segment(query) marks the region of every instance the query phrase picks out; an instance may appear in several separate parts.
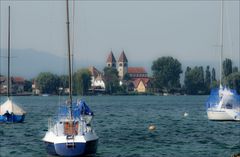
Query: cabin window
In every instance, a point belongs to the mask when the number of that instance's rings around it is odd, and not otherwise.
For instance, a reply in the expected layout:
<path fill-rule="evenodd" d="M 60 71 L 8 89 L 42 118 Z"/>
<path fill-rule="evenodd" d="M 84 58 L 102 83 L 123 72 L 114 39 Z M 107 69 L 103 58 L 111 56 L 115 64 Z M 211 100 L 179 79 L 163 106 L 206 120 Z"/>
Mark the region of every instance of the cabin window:
<path fill-rule="evenodd" d="M 64 134 L 65 135 L 77 135 L 78 134 L 78 122 L 64 122 Z"/>

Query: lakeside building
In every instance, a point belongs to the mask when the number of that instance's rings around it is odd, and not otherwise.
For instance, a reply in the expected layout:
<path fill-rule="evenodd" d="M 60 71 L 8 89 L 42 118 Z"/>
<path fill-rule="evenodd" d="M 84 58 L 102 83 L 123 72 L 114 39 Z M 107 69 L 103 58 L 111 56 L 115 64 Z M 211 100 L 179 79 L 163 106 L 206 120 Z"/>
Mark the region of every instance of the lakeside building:
<path fill-rule="evenodd" d="M 92 91 L 105 91 L 105 81 L 103 74 L 94 66 L 88 68 L 91 73 L 91 89 Z"/>
<path fill-rule="evenodd" d="M 7 77 L 0 76 L 0 94 L 7 94 Z M 25 79 L 22 77 L 11 77 L 11 89 L 13 94 L 24 92 Z"/>
<path fill-rule="evenodd" d="M 121 52 L 118 61 L 111 51 L 107 57 L 107 67 L 113 67 L 118 70 L 120 85 L 127 85 L 128 91 L 136 91 L 139 93 L 147 92 L 151 88 L 150 79 L 144 67 L 128 67 L 128 59 L 124 51 Z M 125 76 L 129 76 L 129 80 L 124 80 Z"/>

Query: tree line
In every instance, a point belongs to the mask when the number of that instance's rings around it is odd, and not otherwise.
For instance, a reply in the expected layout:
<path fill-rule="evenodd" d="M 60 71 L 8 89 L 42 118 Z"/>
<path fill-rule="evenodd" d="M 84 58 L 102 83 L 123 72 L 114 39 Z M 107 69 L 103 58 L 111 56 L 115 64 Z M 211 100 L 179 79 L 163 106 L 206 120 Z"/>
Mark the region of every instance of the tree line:
<path fill-rule="evenodd" d="M 237 67 L 232 66 L 231 59 L 225 59 L 222 63 L 222 84 L 240 92 L 240 73 Z M 211 88 L 219 87 L 216 79 L 215 68 L 206 66 L 187 67 L 183 73 L 182 64 L 175 58 L 166 56 L 153 61 L 152 77 L 150 77 L 150 93 L 181 93 L 189 95 L 209 94 Z M 180 77 L 183 75 L 183 84 Z M 130 77 L 124 76 L 122 85 L 119 84 L 118 71 L 115 68 L 103 69 L 106 94 L 129 94 L 131 87 Z M 68 88 L 67 75 L 55 75 L 50 72 L 42 72 L 36 78 L 37 88 L 41 93 L 59 94 L 60 89 Z M 89 94 L 91 87 L 91 74 L 88 69 L 79 69 L 73 74 L 73 94 Z M 60 88 L 61 87 L 61 88 Z"/>

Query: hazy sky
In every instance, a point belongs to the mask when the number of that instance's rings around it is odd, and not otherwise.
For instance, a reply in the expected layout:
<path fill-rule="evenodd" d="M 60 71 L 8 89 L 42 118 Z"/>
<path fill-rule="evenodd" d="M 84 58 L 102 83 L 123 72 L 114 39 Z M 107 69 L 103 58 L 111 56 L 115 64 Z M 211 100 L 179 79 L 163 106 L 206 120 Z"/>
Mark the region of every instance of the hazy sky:
<path fill-rule="evenodd" d="M 9 4 L 12 49 L 34 49 L 60 57 L 66 54 L 65 1 L 1 0 L 1 48 L 7 46 Z M 219 65 L 220 1 L 85 0 L 74 6 L 77 62 L 104 66 L 111 50 L 116 59 L 124 50 L 130 66 L 147 69 L 154 59 L 166 55 L 191 66 Z M 239 0 L 226 1 L 224 8 L 224 56 L 233 58 L 236 65 L 239 6 Z"/>

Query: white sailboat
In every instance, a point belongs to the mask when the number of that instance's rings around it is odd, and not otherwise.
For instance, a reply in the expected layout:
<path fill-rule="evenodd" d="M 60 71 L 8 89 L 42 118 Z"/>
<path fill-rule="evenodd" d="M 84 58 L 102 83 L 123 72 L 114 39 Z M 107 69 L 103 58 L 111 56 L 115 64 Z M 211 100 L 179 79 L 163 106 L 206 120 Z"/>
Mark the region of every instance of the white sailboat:
<path fill-rule="evenodd" d="M 56 120 L 49 122 L 43 141 L 50 155 L 83 156 L 97 151 L 98 136 L 92 128 L 93 112 L 84 101 L 73 101 L 69 31 L 69 1 L 67 7 L 69 99 L 59 108 Z"/>
<path fill-rule="evenodd" d="M 7 101 L 0 105 L 1 123 L 23 122 L 26 112 L 20 108 L 11 98 L 11 76 L 10 76 L 10 6 L 8 7 L 8 77 L 7 77 Z"/>
<path fill-rule="evenodd" d="M 223 9 L 221 1 L 221 35 L 220 35 L 220 87 L 211 90 L 206 102 L 209 120 L 240 121 L 240 96 L 236 90 L 222 86 L 222 55 L 223 55 Z"/>

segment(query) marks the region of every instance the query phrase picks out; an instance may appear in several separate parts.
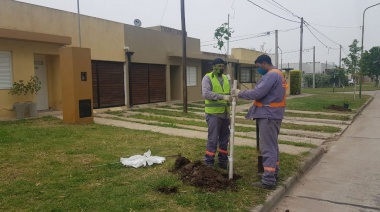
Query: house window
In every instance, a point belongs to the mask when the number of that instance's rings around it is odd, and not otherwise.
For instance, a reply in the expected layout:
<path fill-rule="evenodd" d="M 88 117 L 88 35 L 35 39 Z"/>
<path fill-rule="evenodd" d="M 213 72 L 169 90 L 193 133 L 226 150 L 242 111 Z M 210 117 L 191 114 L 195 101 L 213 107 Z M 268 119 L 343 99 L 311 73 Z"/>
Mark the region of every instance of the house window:
<path fill-rule="evenodd" d="M 0 89 L 12 87 L 12 55 L 11 52 L 0 51 Z"/>
<path fill-rule="evenodd" d="M 187 86 L 196 86 L 197 85 L 197 68 L 196 67 L 186 67 L 186 79 Z"/>

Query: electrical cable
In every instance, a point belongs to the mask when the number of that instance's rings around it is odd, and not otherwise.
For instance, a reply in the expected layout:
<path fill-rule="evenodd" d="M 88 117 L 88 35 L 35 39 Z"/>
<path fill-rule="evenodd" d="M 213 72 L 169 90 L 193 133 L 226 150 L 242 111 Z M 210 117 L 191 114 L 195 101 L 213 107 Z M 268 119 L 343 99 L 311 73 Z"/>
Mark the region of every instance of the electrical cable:
<path fill-rule="evenodd" d="M 160 25 L 162 24 L 162 19 L 164 18 L 164 15 L 165 15 L 165 12 L 166 12 L 166 7 L 168 6 L 168 1 L 169 0 L 166 0 L 165 9 L 164 9 L 164 12 L 162 13 L 162 16 L 161 16 Z"/>
<path fill-rule="evenodd" d="M 301 17 L 299 17 L 298 15 L 295 15 L 292 11 L 286 9 L 284 6 L 282 6 L 280 3 L 278 3 L 277 1 L 275 0 L 272 0 L 274 3 L 276 3 L 277 5 L 279 5 L 280 7 L 282 7 L 285 11 L 289 12 L 290 14 L 292 14 L 294 17 L 297 17 L 299 19 L 301 19 Z"/>
<path fill-rule="evenodd" d="M 279 16 L 279 15 L 277 15 L 277 14 L 274 14 L 274 13 L 272 13 L 271 11 L 269 11 L 269 10 L 267 10 L 267 9 L 265 9 L 265 8 L 263 8 L 263 7 L 261 7 L 261 6 L 259 6 L 258 4 L 253 3 L 253 2 L 250 1 L 250 0 L 247 0 L 247 1 L 250 2 L 251 4 L 255 5 L 256 7 L 258 7 L 258 8 L 260 8 L 260 9 L 262 9 L 262 10 L 268 12 L 268 13 L 270 13 L 270 14 L 272 14 L 272 15 L 274 15 L 274 16 L 277 16 L 278 18 L 282 18 L 282 19 L 284 19 L 284 20 L 287 20 L 287 21 L 290 21 L 290 22 L 294 22 L 294 23 L 300 23 L 299 21 L 293 21 L 293 20 L 290 20 L 290 19 L 284 18 L 284 17 L 282 17 L 282 16 Z"/>

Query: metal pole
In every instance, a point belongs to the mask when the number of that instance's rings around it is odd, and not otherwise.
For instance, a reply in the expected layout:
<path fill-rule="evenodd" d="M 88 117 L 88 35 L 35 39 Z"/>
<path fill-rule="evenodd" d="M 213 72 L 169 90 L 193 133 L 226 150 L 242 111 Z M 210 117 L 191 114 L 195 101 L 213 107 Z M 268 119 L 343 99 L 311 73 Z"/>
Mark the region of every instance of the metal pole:
<path fill-rule="evenodd" d="M 81 38 L 81 33 L 80 33 L 79 0 L 77 0 L 77 9 L 78 9 L 78 34 L 79 34 L 79 47 L 82 47 L 82 38 Z"/>
<path fill-rule="evenodd" d="M 276 40 L 275 40 L 275 45 L 276 45 L 276 47 L 275 47 L 275 54 L 276 54 L 276 60 L 275 60 L 275 66 L 278 68 L 278 30 L 276 29 L 275 30 L 275 38 L 276 38 Z"/>
<path fill-rule="evenodd" d="M 315 88 L 315 46 L 313 46 L 313 88 Z"/>
<path fill-rule="evenodd" d="M 303 18 L 301 18 L 301 34 L 300 34 L 300 64 L 299 69 L 302 74 L 302 40 L 303 40 Z"/>
<path fill-rule="evenodd" d="M 278 47 L 278 49 L 281 51 L 281 70 L 282 70 L 282 49 Z"/>
<path fill-rule="evenodd" d="M 237 80 L 234 80 L 232 85 L 233 89 L 237 89 Z M 228 157 L 228 179 L 232 179 L 234 176 L 234 141 L 235 141 L 235 112 L 236 112 L 236 97 L 232 98 L 231 108 L 231 123 L 230 123 L 230 156 Z"/>
<path fill-rule="evenodd" d="M 303 17 L 301 18 L 301 35 L 300 35 L 300 64 L 299 64 L 299 69 L 301 72 L 301 89 L 300 93 L 302 93 L 302 41 L 303 41 Z"/>
<path fill-rule="evenodd" d="M 342 45 L 339 45 L 339 69 L 342 66 Z"/>
<path fill-rule="evenodd" d="M 362 58 L 362 55 L 363 55 L 363 48 L 364 48 L 364 16 L 365 16 L 365 12 L 371 8 L 371 7 L 374 7 L 376 5 L 379 5 L 380 3 L 377 3 L 377 4 L 374 4 L 372 6 L 369 6 L 367 8 L 365 8 L 364 12 L 363 12 L 363 24 L 362 24 L 362 48 L 361 48 L 361 53 L 360 53 L 360 58 Z M 362 70 L 360 70 L 360 72 L 362 72 Z M 360 73 L 360 77 L 359 77 L 359 98 L 362 98 L 362 76 L 361 76 L 361 73 Z"/>
<path fill-rule="evenodd" d="M 183 112 L 187 113 L 187 72 L 186 72 L 186 25 L 185 25 L 185 0 L 181 0 L 182 23 L 182 78 L 183 78 Z"/>
<path fill-rule="evenodd" d="M 228 14 L 228 22 L 227 22 L 227 29 L 230 30 L 230 14 Z M 232 69 L 230 68 L 229 62 L 228 62 L 228 55 L 230 54 L 230 39 L 227 40 L 227 51 L 226 51 L 226 63 L 227 63 L 227 72 L 230 73 L 231 81 L 234 79 L 234 74 L 232 73 Z"/>

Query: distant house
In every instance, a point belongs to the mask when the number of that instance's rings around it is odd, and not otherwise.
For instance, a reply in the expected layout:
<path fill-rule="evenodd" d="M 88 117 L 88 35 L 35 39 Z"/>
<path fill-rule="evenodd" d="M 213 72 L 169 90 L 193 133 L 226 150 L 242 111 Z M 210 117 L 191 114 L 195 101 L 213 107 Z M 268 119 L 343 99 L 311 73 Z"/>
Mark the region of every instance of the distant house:
<path fill-rule="evenodd" d="M 331 70 L 334 69 L 336 65 L 334 63 L 315 63 L 315 73 L 316 74 L 325 74 L 326 69 Z M 281 67 L 279 67 L 281 68 Z M 293 70 L 299 70 L 299 63 L 284 63 L 282 64 L 282 68 L 292 68 Z M 304 74 L 312 74 L 313 73 L 313 62 L 302 63 L 302 73 Z"/>
<path fill-rule="evenodd" d="M 12 83 L 38 76 L 42 89 L 34 98 L 38 110 L 62 110 L 60 49 L 91 51 L 92 107 L 134 106 L 183 98 L 182 31 L 164 26 L 142 28 L 95 17 L 2 0 L 0 7 L 0 117 L 14 116 Z M 200 40 L 188 37 L 188 100 L 201 100 L 201 80 L 210 62 L 224 55 L 200 51 Z M 228 57 L 233 79 L 256 82 L 253 61 L 258 52 L 233 49 Z"/>

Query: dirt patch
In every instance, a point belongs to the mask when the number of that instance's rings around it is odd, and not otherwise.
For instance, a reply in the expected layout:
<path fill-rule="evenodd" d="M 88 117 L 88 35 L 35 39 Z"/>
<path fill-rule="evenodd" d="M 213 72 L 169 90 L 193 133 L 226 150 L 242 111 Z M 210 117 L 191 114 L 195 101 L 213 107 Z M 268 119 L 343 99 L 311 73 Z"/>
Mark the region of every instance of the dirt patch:
<path fill-rule="evenodd" d="M 329 106 L 325 107 L 325 109 L 336 110 L 336 111 L 351 111 L 351 109 L 345 108 L 345 107 L 342 107 L 339 105 L 329 105 Z"/>
<path fill-rule="evenodd" d="M 212 192 L 225 189 L 236 191 L 237 187 L 234 181 L 241 178 L 234 174 L 233 179 L 228 179 L 228 174 L 222 174 L 219 170 L 211 168 L 199 160 L 191 162 L 185 157 L 176 159 L 172 171 L 179 173 L 183 182 Z"/>

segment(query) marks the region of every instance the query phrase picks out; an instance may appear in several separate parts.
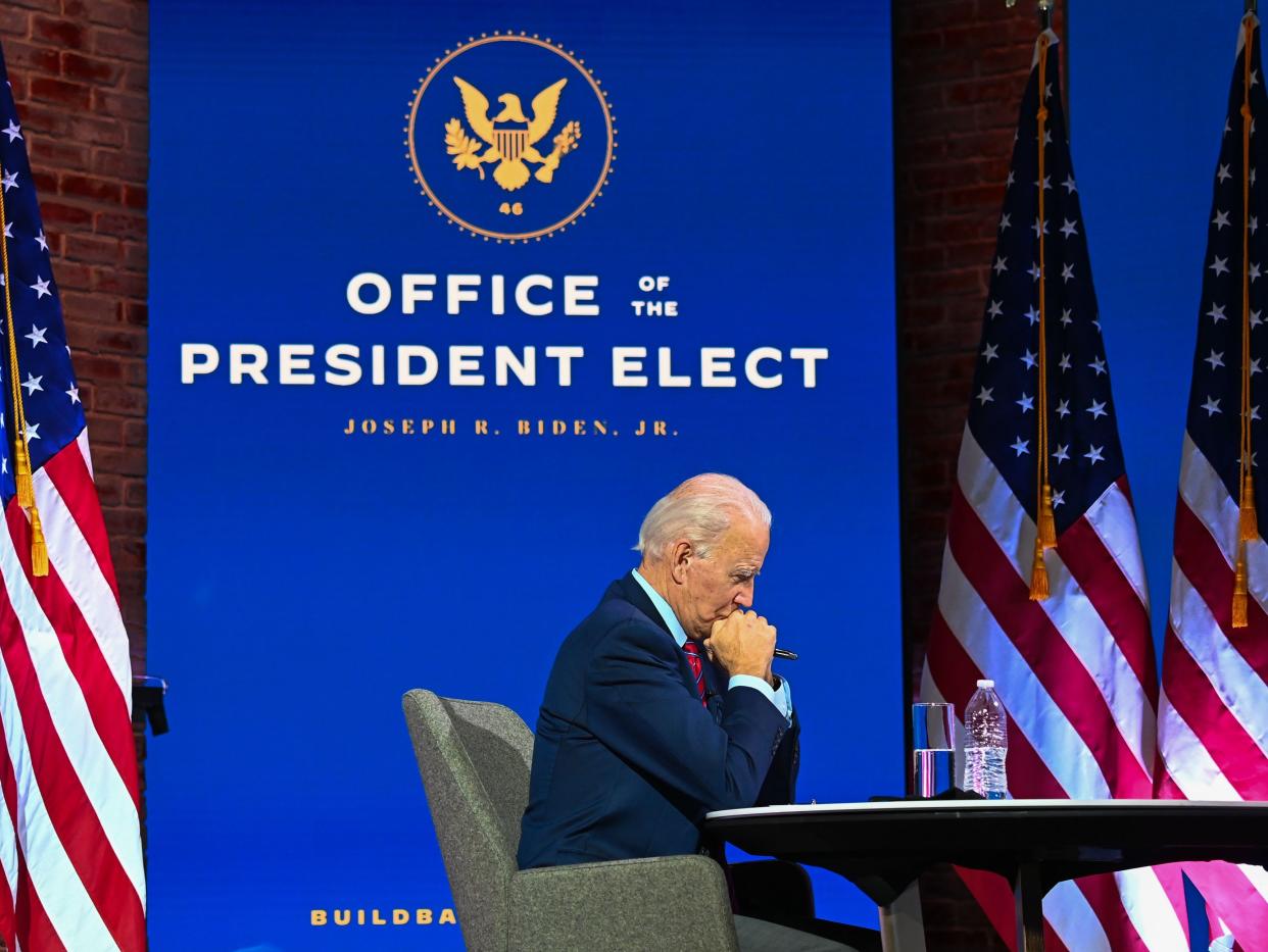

________________

Request - Copy the material word for word, starting at the line containing "Query: hazy sky" and ending at the line containing "219 65 L 220", with both of those lines included.

Output for this exercise -
Query: hazy sky
In every instance, a point belongs to the mask when the number of that instance's rings around it is odd, and not otherwise.
For instance, a reply in the expected layout:
<path fill-rule="evenodd" d="M 60 71 L 8 89 L 42 118 Z"/>
<path fill-rule="evenodd" d="M 84 58 L 102 83 L 123 72 L 114 39 Z M 107 69 L 103 58 L 111 56 L 115 64 Z M 211 100 L 179 79 L 163 106 L 206 120 Z"/>
Mark the region of every instance of the hazy sky:
<path fill-rule="evenodd" d="M 9 4 L 12 49 L 34 49 L 60 57 L 66 54 L 65 1 L 1 0 L 1 48 L 7 46 Z M 219 65 L 220 1 L 85 0 L 74 6 L 77 62 L 104 66 L 111 50 L 116 59 L 124 50 L 130 66 L 147 69 L 154 59 L 166 55 L 191 66 Z M 239 0 L 226 1 L 224 8 L 224 56 L 233 58 L 236 65 L 239 6 Z"/>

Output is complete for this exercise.